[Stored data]
▬▬▬▬▬▬
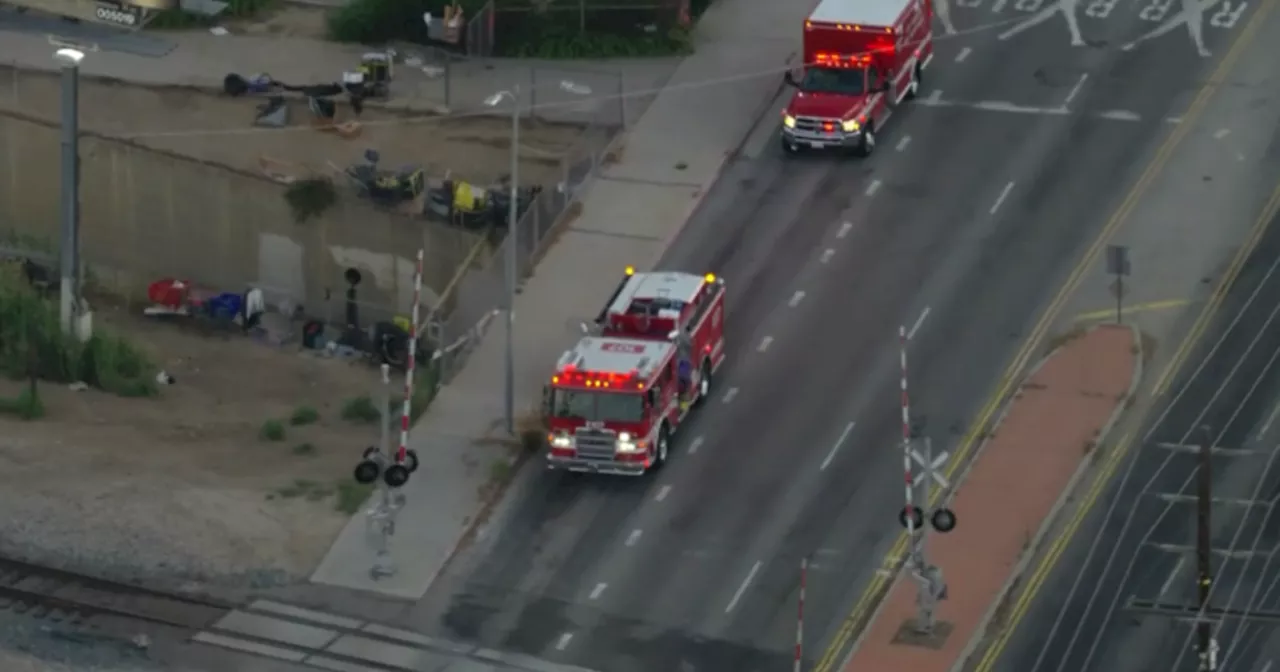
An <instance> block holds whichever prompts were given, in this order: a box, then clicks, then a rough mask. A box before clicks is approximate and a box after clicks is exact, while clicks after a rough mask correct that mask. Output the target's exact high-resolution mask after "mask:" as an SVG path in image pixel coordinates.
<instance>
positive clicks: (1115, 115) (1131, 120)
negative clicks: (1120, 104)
mask: <svg viewBox="0 0 1280 672" xmlns="http://www.w3.org/2000/svg"><path fill="white" fill-rule="evenodd" d="M1098 116H1100V118H1102V119H1111V120H1112V122H1140V120H1142V115H1140V114H1138V113H1135V111H1130V110H1107V111H1105V113H1098Z"/></svg>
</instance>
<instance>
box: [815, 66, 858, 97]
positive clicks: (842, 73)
mask: <svg viewBox="0 0 1280 672" xmlns="http://www.w3.org/2000/svg"><path fill="white" fill-rule="evenodd" d="M800 90H801V91H805V92H809V93H840V95H844V96H860V95H863V93H865V92H867V70H865V69H864V68H805V72H804V79H801V81H800Z"/></svg>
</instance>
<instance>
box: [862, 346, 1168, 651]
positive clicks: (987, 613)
mask: <svg viewBox="0 0 1280 672" xmlns="http://www.w3.org/2000/svg"><path fill="white" fill-rule="evenodd" d="M1100 326H1114V325H1093V326H1091V328H1089V329H1087V330H1085V332H1084V334H1087V333H1089V332H1092V330H1093V329H1097V328H1100ZM1128 329H1130V330H1132V332H1133V334H1134V347H1135V348H1137V357H1135V360H1134V372H1133V378H1132V379H1130V381H1129V389H1128V390H1126V392H1125V398H1124V399H1121V401H1120V402H1119V403H1117V404H1116V408H1115V411H1112V412H1111V417H1108V419H1107V421H1106V424H1103V425H1102V429H1100V430H1098V438H1097V439H1096V440H1094V443H1096V444H1101V443H1102V440H1103V439H1105V438H1106V435H1107V433H1110V430H1111V429H1112V426H1114V425H1115V422H1117V421H1119V419H1120V416H1121V415H1123V413H1124V411H1125V410H1126V404H1128V402H1129V399H1132V398H1133V396H1134V393H1135V392H1137V389H1138V384H1139V383H1140V380H1142V375H1143V352H1142V334H1139V333H1138V330H1137V329H1133V328H1132V326H1128ZM1061 348H1062V346H1059V347H1056V348H1053V349H1052V351H1050V352H1048V353H1047V355H1044V356H1043V357H1041V358H1039V361H1037V362H1036V365H1034V366H1032V367H1030V369H1029V370H1028V371H1027V372H1025V374H1024V375H1023V378H1021V381H1019V384H1018V387H1016V388H1014V393H1012V394H1011V396H1010V397H1009V398H1007V399H1006V401H1005V403H1004V404H1002V407H1001V411H1000V415H998V416H996V417H995V420H992V422H991V425H989V426H988V430H987V436H986V438H984V439H983V440H982V443H980V444H979V445H978V448H977V449H974V452H973V456H972V457H970V458H969V462H968V463H966V465H965V466H964V468H963V470H960V472H959V474H956V475H955V477H954V479H952V480H954V483H952V486H951V490H950V492H947V493H946V495H945V497H943V498H942V499H941V502H950V500H951V499H952V498H954V497H955V493H956V490H959V489H960V485H961V484H963V483H964V480H965V477H968V476H969V472H970V471H972V470H973V466H974V465H975V463H977V462H978V458H979V457H982V452H983V449H984V448H986V447H987V444H988V443H991V436H992V435H993V434H995V433H996V431H997V430H998V429H1000V426H1001V425H1002V424H1004V422H1005V419H1006V417H1009V412H1010V410H1012V407H1014V403H1012V402H1014V401H1015V399H1016V398H1018V394H1019V393H1020V392H1021V389H1023V385H1025V384H1027V381H1028V380H1030V379H1032V376H1034V375H1036V374H1037V372H1038V371H1039V370H1041V369H1042V367H1043V366H1044V364H1046V362H1048V360H1050V358H1051V357H1052V356H1053V355H1055V353H1057V351H1059V349H1061ZM1097 453H1098V451H1097V449H1096V447H1094V449H1093V451H1089V454H1088V456H1087V457H1085V458H1084V460H1083V461H1080V466H1079V467H1076V470H1075V474H1073V475H1071V479H1070V480H1069V481H1068V484H1066V488H1064V489H1062V494H1061V495H1059V499H1057V502H1056V503H1055V504H1053V508H1052V509H1050V513H1048V516H1047V517H1046V518H1044V521H1043V522H1042V524H1041V527H1039V530H1037V532H1036V536H1034V538H1033V539H1032V543H1030V545H1028V548H1027V550H1025V552H1024V553H1023V556H1021V558H1019V561H1018V564H1016V566H1015V567H1014V570H1012V572H1010V576H1009V579H1007V580H1006V581H1005V585H1002V586H1001V589H1000V593H998V594H997V595H996V600H995V602H993V603H992V605H991V607H989V608H988V609H987V613H986V614H983V617H982V621H980V622H979V625H978V632H977V634H975V635H974V636H973V639H972V640H970V641H969V644H966V645H965V649H964V650H963V652H961V653H960V657H959V658H957V659H956V662H955V663H952V666H951V668H950V671H951V672H959V671H961V669H964V667H965V666H966V664H968V662H969V659H970V658H972V657H973V655H974V653H975V652H977V649H978V645H979V644H980V643H982V641H983V640H986V637H987V627H988V626H989V625H991V621H992V618H995V616H996V611H997V609H998V608H1000V605H1001V603H1004V602H1005V598H1006V596H1007V594H1009V591H1010V589H1011V588H1012V586H1014V584H1016V582H1018V580H1019V579H1021V576H1023V573H1024V572H1025V571H1027V566H1028V564H1030V559H1032V558H1034V557H1036V554H1037V552H1038V550H1039V547H1041V544H1042V541H1043V538H1044V535H1046V534H1047V531H1048V530H1050V529H1051V527H1052V526H1053V522H1055V521H1056V518H1057V516H1059V513H1060V512H1061V509H1062V507H1064V506H1065V504H1066V500H1068V499H1070V495H1071V494H1073V493H1074V490H1075V488H1076V486H1078V485H1079V481H1080V480H1082V479H1083V475H1084V474H1085V472H1088V470H1089V467H1091V466H1092V465H1093V461H1094V458H1096V456H1097ZM905 567H906V563H905V557H904V558H902V559H901V561H899V562H897V567H895V568H893V573H892V576H891V577H890V579H887V580H886V581H884V586H883V593H882V594H881V595H879V596H878V598H877V599H876V608H874V609H872V612H870V613H869V614H868V616H867V621H865V622H864V623H863V628H861V632H859V634H858V637H856V639H854V641H852V644H851V645H850V646H849V653H846V654H845V657H844V658H842V659H841V663H840V669H844V668H847V667H849V662H850V660H852V658H854V653H856V652H858V646H860V645H861V643H863V640H864V639H865V637H867V631H868V630H869V628H868V627H867V625H869V623H872V622H874V621H876V618H878V617H879V616H881V612H882V611H883V608H884V596H886V595H887V593H888V591H890V590H892V588H893V584H895V582H896V581H897V580H899V579H901V575H902V570H904V568H905Z"/></svg>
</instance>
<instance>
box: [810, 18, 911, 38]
mask: <svg viewBox="0 0 1280 672" xmlns="http://www.w3.org/2000/svg"><path fill="white" fill-rule="evenodd" d="M822 28H835V29H837V31H852V32H858V33H860V32H863V31H864V29H865V31H874V32H879V31H884V32H886V33H887V35H893V28H863V27H861V26H858V24H854V23H823V24H822ZM804 29H806V31H812V29H813V22H812V20H806V22H804Z"/></svg>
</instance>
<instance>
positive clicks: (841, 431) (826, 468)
mask: <svg viewBox="0 0 1280 672" xmlns="http://www.w3.org/2000/svg"><path fill="white" fill-rule="evenodd" d="M856 424H858V422H850V424H847V425H845V431H841V433H840V438H838V439H836V445H832V447H831V452H829V453H827V460H823V461H822V466H820V467H818V471H827V467H829V466H831V461H832V460H835V458H836V453H838V452H840V447H841V444H844V443H845V439H847V438H849V433H850V431H852V430H854V425H856Z"/></svg>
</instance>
▬▬▬▬▬▬
**What to produce**
For each line in the entries that contains the string "clicks", make a copy.

**Written answer**
An <instance> block holds whichever prompts were given, in this order: a box, then clicks, then a rough mask. A box before clicks is approximate and a box after clicks is exact, while clicks after a rough mask correct that mask. Output the target's exact high-resolution mask after "mask:" as an SVG path in image pixel coordinates.
positive clicks: (1115, 115) (1131, 120)
negative clicks: (1120, 104)
positive clicks: (842, 73)
positive clicks: (987, 613)
positive clicks: (841, 431) (826, 468)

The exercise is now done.